INPUT start

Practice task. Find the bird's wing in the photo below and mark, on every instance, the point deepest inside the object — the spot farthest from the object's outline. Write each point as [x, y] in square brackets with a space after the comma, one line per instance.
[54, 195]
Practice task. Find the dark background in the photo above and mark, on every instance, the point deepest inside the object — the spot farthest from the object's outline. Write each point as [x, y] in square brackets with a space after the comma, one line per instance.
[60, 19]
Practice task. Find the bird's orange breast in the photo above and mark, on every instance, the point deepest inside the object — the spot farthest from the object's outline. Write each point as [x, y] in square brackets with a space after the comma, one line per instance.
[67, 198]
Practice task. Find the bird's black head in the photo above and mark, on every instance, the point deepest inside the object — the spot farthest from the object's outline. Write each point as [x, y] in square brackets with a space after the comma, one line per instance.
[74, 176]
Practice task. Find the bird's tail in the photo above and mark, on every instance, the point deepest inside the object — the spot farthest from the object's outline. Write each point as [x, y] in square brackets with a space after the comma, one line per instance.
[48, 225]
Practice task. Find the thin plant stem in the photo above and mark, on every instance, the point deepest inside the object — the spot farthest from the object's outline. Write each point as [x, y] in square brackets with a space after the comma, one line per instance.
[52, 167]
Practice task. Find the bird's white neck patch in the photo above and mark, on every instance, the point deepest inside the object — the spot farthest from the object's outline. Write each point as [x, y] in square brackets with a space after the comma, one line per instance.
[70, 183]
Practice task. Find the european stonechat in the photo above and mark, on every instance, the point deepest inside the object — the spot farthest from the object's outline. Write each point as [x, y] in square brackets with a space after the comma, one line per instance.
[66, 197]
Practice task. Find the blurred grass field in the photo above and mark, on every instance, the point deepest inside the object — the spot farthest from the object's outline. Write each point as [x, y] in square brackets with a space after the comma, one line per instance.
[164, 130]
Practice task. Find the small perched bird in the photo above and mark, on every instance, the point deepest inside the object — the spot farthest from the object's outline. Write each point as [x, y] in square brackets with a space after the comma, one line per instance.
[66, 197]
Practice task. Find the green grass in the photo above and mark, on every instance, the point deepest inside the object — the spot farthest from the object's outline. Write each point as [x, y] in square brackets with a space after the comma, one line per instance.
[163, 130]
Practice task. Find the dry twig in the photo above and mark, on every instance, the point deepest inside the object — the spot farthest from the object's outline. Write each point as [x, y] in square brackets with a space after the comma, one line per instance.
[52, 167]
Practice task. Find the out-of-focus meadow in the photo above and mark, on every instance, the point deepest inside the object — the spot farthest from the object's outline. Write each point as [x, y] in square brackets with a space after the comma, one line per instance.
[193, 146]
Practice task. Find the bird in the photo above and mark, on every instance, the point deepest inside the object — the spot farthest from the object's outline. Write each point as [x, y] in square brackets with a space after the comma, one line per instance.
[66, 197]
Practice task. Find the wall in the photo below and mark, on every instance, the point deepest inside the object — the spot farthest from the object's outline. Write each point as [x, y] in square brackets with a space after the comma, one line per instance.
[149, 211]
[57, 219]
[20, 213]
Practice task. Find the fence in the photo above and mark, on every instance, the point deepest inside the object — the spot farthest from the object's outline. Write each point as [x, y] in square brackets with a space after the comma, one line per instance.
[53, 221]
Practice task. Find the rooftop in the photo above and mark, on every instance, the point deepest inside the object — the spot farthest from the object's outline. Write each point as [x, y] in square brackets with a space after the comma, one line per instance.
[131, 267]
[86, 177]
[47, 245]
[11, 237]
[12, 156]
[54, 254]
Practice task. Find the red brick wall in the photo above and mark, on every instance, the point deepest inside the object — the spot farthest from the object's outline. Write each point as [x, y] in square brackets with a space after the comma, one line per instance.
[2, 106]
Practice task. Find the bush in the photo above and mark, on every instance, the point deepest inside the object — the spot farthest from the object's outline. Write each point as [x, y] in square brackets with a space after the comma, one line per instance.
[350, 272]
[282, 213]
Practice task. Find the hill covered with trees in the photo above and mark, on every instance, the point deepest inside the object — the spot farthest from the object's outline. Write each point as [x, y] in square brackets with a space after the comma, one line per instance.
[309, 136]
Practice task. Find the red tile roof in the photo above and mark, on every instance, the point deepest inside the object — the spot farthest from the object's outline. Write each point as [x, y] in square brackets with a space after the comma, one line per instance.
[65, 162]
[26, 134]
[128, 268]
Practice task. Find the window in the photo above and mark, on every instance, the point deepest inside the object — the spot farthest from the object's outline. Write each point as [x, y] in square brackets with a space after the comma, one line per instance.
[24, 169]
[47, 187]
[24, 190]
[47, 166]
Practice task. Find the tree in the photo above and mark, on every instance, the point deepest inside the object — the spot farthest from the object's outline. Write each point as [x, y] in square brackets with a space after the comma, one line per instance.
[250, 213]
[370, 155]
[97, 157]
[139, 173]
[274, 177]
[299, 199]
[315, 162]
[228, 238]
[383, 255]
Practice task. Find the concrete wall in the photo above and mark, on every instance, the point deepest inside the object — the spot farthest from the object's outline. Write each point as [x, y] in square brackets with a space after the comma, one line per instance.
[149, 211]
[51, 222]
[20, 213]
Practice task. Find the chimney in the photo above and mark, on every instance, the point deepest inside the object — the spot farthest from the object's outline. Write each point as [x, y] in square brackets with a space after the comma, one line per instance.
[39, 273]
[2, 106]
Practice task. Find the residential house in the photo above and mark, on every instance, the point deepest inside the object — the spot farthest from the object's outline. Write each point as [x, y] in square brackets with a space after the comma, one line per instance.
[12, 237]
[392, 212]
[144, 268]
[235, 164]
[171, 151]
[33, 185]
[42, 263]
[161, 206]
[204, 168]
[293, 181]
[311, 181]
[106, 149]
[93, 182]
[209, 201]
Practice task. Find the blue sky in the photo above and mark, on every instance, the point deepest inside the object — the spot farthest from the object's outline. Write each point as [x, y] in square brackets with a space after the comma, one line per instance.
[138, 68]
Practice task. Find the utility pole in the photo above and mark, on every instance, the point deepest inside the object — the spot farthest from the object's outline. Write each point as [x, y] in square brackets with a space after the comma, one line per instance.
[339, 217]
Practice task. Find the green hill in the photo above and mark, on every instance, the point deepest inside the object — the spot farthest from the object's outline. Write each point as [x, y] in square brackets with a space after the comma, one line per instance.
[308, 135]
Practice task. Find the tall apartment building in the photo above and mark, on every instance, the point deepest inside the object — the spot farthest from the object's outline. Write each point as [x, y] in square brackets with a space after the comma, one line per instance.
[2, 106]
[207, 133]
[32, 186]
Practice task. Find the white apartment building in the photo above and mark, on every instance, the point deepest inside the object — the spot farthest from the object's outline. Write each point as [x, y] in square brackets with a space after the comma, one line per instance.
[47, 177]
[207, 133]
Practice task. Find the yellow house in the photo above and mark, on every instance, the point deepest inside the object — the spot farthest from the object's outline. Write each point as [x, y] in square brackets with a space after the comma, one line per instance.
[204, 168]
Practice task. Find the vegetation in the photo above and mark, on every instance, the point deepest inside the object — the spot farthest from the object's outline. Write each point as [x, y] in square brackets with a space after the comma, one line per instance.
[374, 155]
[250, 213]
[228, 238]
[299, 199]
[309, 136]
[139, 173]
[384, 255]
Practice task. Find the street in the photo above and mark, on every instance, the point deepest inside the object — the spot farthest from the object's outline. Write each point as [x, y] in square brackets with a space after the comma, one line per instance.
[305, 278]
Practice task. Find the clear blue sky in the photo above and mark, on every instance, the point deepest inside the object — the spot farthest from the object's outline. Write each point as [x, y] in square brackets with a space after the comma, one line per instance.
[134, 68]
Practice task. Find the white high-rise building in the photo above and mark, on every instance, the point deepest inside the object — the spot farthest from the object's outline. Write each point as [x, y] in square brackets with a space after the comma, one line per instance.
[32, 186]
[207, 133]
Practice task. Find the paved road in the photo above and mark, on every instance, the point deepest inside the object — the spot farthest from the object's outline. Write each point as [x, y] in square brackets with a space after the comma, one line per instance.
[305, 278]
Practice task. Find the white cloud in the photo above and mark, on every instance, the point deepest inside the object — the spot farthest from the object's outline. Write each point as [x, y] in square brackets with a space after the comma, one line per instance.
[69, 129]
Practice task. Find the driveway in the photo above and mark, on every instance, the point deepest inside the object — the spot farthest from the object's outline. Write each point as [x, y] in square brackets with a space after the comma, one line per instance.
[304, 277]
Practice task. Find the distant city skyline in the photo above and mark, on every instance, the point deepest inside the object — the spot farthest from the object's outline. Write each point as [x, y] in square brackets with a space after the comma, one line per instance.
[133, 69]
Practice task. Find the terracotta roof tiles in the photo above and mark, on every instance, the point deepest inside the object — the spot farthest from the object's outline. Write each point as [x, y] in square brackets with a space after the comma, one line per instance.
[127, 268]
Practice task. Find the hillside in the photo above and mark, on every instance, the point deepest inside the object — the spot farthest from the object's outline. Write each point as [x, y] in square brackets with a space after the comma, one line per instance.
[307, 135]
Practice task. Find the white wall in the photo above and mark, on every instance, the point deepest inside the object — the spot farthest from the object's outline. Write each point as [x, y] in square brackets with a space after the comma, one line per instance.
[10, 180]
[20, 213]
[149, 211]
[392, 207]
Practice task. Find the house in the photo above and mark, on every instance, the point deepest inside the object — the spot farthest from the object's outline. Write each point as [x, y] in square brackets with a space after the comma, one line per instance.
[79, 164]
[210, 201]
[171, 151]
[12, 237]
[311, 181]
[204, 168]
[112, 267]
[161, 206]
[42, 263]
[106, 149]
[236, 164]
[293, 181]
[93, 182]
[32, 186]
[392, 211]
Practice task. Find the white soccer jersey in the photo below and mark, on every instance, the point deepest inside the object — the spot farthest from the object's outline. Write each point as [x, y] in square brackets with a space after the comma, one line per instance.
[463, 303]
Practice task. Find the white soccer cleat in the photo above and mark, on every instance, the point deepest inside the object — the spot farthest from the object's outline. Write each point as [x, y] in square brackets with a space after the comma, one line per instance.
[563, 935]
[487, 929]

INPUT end

Pull out every line from the one with "Practice task. Find the white wall" to the end of the listing, and output only those.

Practice task. Find the white wall in the photo above and mark, on every instance, the point deepest inside the object — the spot farthest from the object's outline. Write each point as [x, y] in square brackets with a space after the comma, one line per instance.
[10, 180]
[20, 213]
[149, 211]
[392, 207]
Practice task. Find the house in the photo above and mark, on every instance, the point deepest inside the object — the spot farthest from the object's outline. Write each point as [x, y] in square brackets with a space after the comma, one line per instance.
[79, 164]
[210, 201]
[171, 151]
[12, 237]
[311, 181]
[204, 168]
[112, 267]
[161, 206]
[42, 263]
[106, 149]
[236, 164]
[293, 181]
[93, 182]
[32, 186]
[392, 211]
Practice task. Find the white soccer jersey in the photo below and mark, on every instance, the point deepest inside the object — the spot farthest from the object's outline. Write each point as [x, y] in square brackets with a space after the comma, one line per instance.
[463, 303]
Practice task. Find the white soccer cleat in the photo above and mark, on every instance, the point deepest inside the object — the spot farthest from the object's outline. Write each point as [x, y] in square brackets with a space after the comma, one line per instance.
[563, 935]
[487, 929]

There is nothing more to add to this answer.